[Task goal] Convert every line of the records below into a JSON list of strings, one string per line, omitting blank lines.
— start Dataset content —
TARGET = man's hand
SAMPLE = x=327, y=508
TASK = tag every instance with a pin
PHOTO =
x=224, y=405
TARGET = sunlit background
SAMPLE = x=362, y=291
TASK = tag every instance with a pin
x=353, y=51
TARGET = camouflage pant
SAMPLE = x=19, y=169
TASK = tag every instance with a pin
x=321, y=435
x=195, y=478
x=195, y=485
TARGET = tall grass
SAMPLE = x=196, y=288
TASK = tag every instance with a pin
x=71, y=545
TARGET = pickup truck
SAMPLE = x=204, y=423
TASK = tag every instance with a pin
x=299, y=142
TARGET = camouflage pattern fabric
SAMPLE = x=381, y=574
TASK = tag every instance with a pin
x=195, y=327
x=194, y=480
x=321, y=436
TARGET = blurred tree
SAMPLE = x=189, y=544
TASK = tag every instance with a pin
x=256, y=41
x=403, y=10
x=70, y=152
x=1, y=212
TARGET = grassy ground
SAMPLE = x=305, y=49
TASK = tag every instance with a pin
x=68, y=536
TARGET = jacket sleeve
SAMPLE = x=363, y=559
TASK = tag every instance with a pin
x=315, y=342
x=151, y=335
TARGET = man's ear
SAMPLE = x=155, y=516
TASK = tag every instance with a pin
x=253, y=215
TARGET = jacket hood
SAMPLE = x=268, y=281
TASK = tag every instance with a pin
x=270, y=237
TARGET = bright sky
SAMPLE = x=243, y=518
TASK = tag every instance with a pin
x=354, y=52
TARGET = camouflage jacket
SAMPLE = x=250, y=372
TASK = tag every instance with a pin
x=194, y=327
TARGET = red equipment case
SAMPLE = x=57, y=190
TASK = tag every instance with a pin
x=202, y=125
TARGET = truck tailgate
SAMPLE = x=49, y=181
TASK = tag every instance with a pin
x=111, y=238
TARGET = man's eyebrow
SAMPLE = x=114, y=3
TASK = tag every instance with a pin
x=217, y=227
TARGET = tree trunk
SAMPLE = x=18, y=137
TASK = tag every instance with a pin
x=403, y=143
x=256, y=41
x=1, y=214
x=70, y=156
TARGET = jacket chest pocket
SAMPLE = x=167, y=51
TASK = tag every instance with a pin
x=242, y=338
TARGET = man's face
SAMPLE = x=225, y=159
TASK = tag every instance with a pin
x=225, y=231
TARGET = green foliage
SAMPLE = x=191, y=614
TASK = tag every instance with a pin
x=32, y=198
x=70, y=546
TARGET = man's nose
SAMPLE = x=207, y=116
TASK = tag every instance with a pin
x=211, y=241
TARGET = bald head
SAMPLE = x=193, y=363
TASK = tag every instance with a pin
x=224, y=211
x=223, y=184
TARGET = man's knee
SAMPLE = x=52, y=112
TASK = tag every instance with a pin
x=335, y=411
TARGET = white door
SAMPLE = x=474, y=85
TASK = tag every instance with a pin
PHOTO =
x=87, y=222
— end Dataset content —
[Output for this task]
[
  "TARGET = man's hand",
  "SAMPLE = x=327, y=508",
  "TASK = tag every instance with a pin",
  "PHOTO =",
  "x=224, y=405",
  "TARGET = sunlit background",
  "SAMPLE = x=362, y=291",
  "TASK = tag every instance with a pin",
  "x=353, y=51",
  "TARGET = camouflage pant",
  "SAMPLE = x=19, y=169",
  "TASK = tag every instance with a pin",
  "x=321, y=435",
  "x=195, y=478",
  "x=195, y=485",
  "TARGET = tall grass",
  "SAMPLE = x=196, y=288",
  "TASK = tag every instance with a pin",
  "x=71, y=545",
  "TARGET = pickup truck",
  "SAMPLE = x=204, y=423",
  "TASK = tag every instance with a pin",
  "x=299, y=142",
  "TARGET = camouflage pattern fabric",
  "SAMPLE = x=381, y=574",
  "TASK = tag every instance with a pin",
  "x=195, y=327",
  "x=194, y=480",
  "x=321, y=436",
  "TARGET = blurred tree",
  "SAMPLE = x=189, y=544",
  "TASK = tag every instance with a pin",
  "x=256, y=41",
  "x=403, y=10",
  "x=70, y=152",
  "x=1, y=212",
  "TARGET = grassy ground",
  "SAMPLE = x=305, y=49",
  "TASK = tag every instance with a pin",
  "x=68, y=536",
  "TARGET = jacket sleeve",
  "SAMPLE = x=363, y=559",
  "TASK = tag every instance with a pin",
  "x=315, y=342",
  "x=151, y=335",
  "TARGET = man's ear",
  "SAMPLE = x=155, y=516",
  "TASK = tag every instance with a pin",
  "x=253, y=215",
  "TARGET = jacket hood",
  "SAMPLE = x=268, y=281",
  "TASK = tag every instance with a pin",
  "x=270, y=237",
  "TARGET = bright sky",
  "SAMPLE = x=243, y=518",
  "TASK = tag every instance with a pin",
  "x=354, y=52",
  "TARGET = camouflage jacket",
  "SAMPLE = x=250, y=372",
  "TASK = tag every instance with a pin",
  "x=194, y=327",
  "TARGET = red equipment case",
  "SAMPLE = x=57, y=190",
  "TASK = tag every instance with a pin",
  "x=202, y=125",
  "TARGET = truck tailgate",
  "SAMPLE = x=49, y=181",
  "TASK = tag every instance with a pin",
  "x=111, y=238",
  "TARGET = man's eyebrow",
  "SAMPLE = x=114, y=3",
  "TASK = tag every instance with a pin",
  "x=217, y=227",
  "TARGET = tree trunk",
  "SAMPLE = x=18, y=137",
  "TASK = tag every instance with a pin",
  "x=403, y=143",
  "x=256, y=41",
  "x=1, y=214",
  "x=70, y=156",
  "TARGET = jacket chest pocket",
  "SAMPLE = x=167, y=51",
  "TASK = tag every instance with a pin",
  "x=242, y=338",
  "TARGET = man's face",
  "SAMPLE = x=225, y=159",
  "TASK = tag every instance with a pin",
  "x=225, y=231",
  "TARGET = green foliage",
  "SAMPLE = x=191, y=614",
  "TASK = tag every instance with a pin",
  "x=32, y=198",
  "x=70, y=546",
  "TARGET = man's nose",
  "SAMPLE = x=207, y=116",
  "TASK = tag every instance with a pin",
  "x=211, y=241",
  "TARGET = bald head",
  "SAMPLE = x=193, y=363",
  "TASK = tag every instance with a pin",
  "x=224, y=211",
  "x=223, y=184",
  "TARGET = man's knee",
  "SAMPLE = x=52, y=112",
  "TASK = tag every instance with a pin",
  "x=335, y=411",
  "TARGET = white door",
  "SAMPLE = x=474, y=85",
  "TASK = tag every instance with a pin",
  "PHOTO =",
  "x=87, y=222"
]